Top of DATASET ENTRIES
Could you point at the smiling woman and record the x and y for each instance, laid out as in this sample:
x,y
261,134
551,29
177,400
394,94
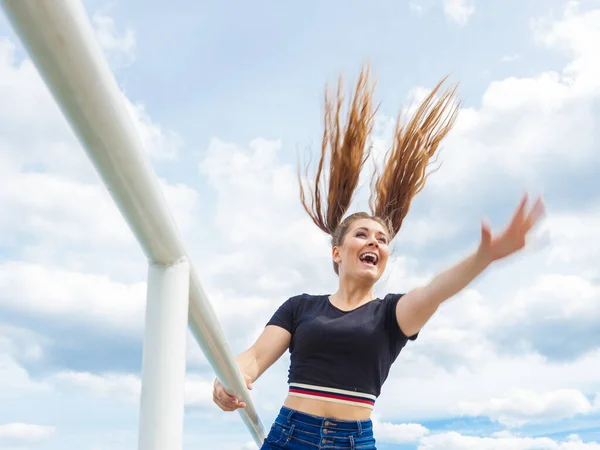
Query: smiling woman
x,y
343,345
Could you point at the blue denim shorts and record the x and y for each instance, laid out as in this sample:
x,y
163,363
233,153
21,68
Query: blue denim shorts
x,y
293,430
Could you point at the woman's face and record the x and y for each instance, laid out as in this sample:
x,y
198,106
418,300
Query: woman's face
x,y
364,251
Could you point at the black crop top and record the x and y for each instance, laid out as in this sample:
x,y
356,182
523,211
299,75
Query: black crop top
x,y
340,356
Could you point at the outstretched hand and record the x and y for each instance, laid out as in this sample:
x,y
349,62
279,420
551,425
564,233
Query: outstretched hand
x,y
514,237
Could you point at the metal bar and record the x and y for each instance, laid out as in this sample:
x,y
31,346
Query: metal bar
x,y
61,42
164,358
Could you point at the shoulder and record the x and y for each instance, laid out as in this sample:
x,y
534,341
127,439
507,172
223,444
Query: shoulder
x,y
390,300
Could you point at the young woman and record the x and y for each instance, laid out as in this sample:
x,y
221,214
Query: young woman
x,y
343,345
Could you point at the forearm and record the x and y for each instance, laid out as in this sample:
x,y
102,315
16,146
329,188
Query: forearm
x,y
248,364
453,280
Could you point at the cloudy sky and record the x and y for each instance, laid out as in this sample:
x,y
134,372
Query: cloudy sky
x,y
225,97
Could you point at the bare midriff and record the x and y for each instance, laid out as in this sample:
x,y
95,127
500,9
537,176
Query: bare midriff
x,y
327,409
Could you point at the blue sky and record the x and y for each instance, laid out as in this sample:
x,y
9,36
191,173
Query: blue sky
x,y
224,97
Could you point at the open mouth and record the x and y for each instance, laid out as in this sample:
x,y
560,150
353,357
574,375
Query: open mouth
x,y
369,258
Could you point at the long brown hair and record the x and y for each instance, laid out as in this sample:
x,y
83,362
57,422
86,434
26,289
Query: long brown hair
x,y
415,144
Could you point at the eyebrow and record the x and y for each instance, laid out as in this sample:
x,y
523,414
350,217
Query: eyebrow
x,y
367,229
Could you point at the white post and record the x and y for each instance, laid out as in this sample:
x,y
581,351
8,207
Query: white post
x,y
59,37
163,363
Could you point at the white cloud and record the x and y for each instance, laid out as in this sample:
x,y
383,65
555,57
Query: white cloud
x,y
127,387
459,11
119,48
399,433
456,11
25,432
524,407
82,298
457,441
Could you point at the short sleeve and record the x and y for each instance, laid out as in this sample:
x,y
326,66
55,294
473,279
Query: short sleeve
x,y
391,320
286,315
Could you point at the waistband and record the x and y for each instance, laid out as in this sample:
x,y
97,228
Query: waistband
x,y
287,415
332,395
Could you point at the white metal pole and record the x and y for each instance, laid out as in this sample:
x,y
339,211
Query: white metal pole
x,y
61,42
164,357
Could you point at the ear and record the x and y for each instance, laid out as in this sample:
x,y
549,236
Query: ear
x,y
335,254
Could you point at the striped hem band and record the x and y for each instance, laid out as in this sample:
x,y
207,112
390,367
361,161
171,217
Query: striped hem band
x,y
332,395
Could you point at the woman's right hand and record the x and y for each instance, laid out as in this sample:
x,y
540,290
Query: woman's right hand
x,y
225,401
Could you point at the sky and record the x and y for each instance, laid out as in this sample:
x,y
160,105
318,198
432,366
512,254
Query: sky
x,y
226,97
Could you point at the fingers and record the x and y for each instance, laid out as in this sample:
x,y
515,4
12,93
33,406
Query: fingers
x,y
225,401
520,212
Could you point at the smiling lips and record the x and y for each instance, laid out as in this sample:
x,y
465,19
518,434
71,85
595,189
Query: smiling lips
x,y
369,258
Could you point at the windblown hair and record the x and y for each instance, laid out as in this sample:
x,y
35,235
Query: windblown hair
x,y
414,146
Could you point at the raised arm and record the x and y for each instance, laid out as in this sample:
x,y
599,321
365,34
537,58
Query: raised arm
x,y
267,349
416,307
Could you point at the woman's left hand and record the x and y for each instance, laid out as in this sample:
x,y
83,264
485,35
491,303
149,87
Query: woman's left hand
x,y
514,237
Bottom of DATASET ENTRIES
Each entry above is to be duplicated exactly, and its pictures omitted.

*ANSWER TO THE PROBLEM*
Could you point at the smiling woman and record the x and y for each instance, laid out as in this sample:
x,y
261,134
551,29
177,400
394,94
Query: smiling woman
x,y
343,345
Could you point at the blue denim shorts and record the x and y for each instance, laid out as in this sample:
x,y
163,363
233,153
21,68
Query: blue denim shorts
x,y
293,430
Could you point at the woman's face and record the x and y for each instance, laid out as in this sample:
x,y
198,106
418,300
Query: woman's face
x,y
364,251
Could you point at the black crop top and record the x and y for each instance, laid out as in this sample:
x,y
356,182
523,211
299,75
Query: black crop top
x,y
340,356
Could you point at the outstretched hand and record the x and y for each instance, laid out as in this sample:
x,y
349,62
279,420
551,425
564,233
Query: outstretched hand
x,y
514,237
Could you point at the metal bar and record the x and y for each instance, laid out as in this sample:
x,y
31,346
Query: metal bar
x,y
61,42
164,358
Could you point at the shoulder and record the x and y for each instance, laid out as in this sample:
x,y
534,341
127,439
507,172
223,444
Query: shoulder
x,y
390,300
Could you point at the young woman and record the x and y for each instance, laid out as in this sample:
x,y
221,214
Query: young woman
x,y
343,345
Could you point at the forearm and record the x and y for each instance, laid out as in this sample:
x,y
102,315
16,146
329,188
Query: forearm
x,y
248,364
453,280
Could you point at the cloudy sky and record the x and y for each instance, laid out as in this sample:
x,y
134,372
Query: cloudy sky
x,y
225,97
Could you point at the bare midriff and record the x and y for each instance, laid out as in this sample:
x,y
95,127
500,9
537,176
Query: bare midriff
x,y
327,409
Could you point at the blue sky and record the x and y for each instance, laid out as in this sample:
x,y
9,36
191,173
Query: blue sky
x,y
224,97
Could you point at the open mouth and record the x and y for each instance, laid out as in this sample:
x,y
560,150
353,357
574,375
Query: open mouth
x,y
369,258
Could you point at the long brown hair and record the x and y for each instance, laid out as in this sample:
x,y
83,362
57,422
86,434
26,289
Query: long brown hair
x,y
415,144
Could you point at the eyebrow and record the x and y for each instance, laid out as in this sample:
x,y
523,414
350,217
Query: eyebrow
x,y
367,229
Could you point at the white post and record the x and y for each instance, laid out as in this sample:
x,y
581,351
8,207
Query: white post
x,y
59,37
163,363
Could you point at the white cloud and record the x and y for each instance, laid out as in this sample:
x,y
383,65
555,57
Query: white cloud
x,y
127,387
459,11
119,48
399,433
456,11
25,432
524,407
82,298
457,441
Could you point at the short sleeve and record the x and y for each instance, laid out as in this sample:
x,y
326,66
55,294
473,279
Query: short sleeve
x,y
391,320
286,315
Could you point at the waistband and record the x and y for each instance, laid out as in this sample:
x,y
97,228
Query: waistband
x,y
287,415
332,395
Could you point at the white metal pole and record the x and y for each instance, laid out as in this sample:
x,y
339,211
Query: white metal pole
x,y
61,42
164,357
Could you point at the ear and record the x and y for each instance, laid out as in this sample:
x,y
549,236
Query: ear
x,y
335,254
Could you point at the striped hem band and record the x and y for each instance, laid out as in this sample:
x,y
207,112
390,367
361,161
171,217
Query: striped hem band
x,y
332,395
Could you point at the woman's right hand and record the x and y for each instance, laid out as in this sample:
x,y
540,290
Query: woman's right hand
x,y
225,401
Could you point at the sky and record the x and y for each instance, laid out as in this sample:
x,y
160,105
318,198
432,366
512,254
Query: sky
x,y
226,97
Could you point at the fingers and record the x and y for each instance, laid out as in this sample:
x,y
515,4
12,93
33,406
Query: fingers
x,y
225,401
520,212
Could you point at the smiling lips and record the x and y for each instance, laid out as in this sample:
x,y
465,19
518,434
71,85
595,189
Query: smiling lips
x,y
369,258
Could you point at the windblown hair and record the x and y for each instance, laid out as in this sample:
x,y
35,235
Query: windblown hair
x,y
414,146
Could you point at the raised arm and record the x and y for each instance, laid out as in this sample:
x,y
599,321
365,34
537,58
Query: raised arm
x,y
267,349
416,307
Could you point at the woman's left hand and record the x and y for each instance, laid out as in this sample:
x,y
83,264
485,35
491,303
149,87
Query: woman's left hand
x,y
514,237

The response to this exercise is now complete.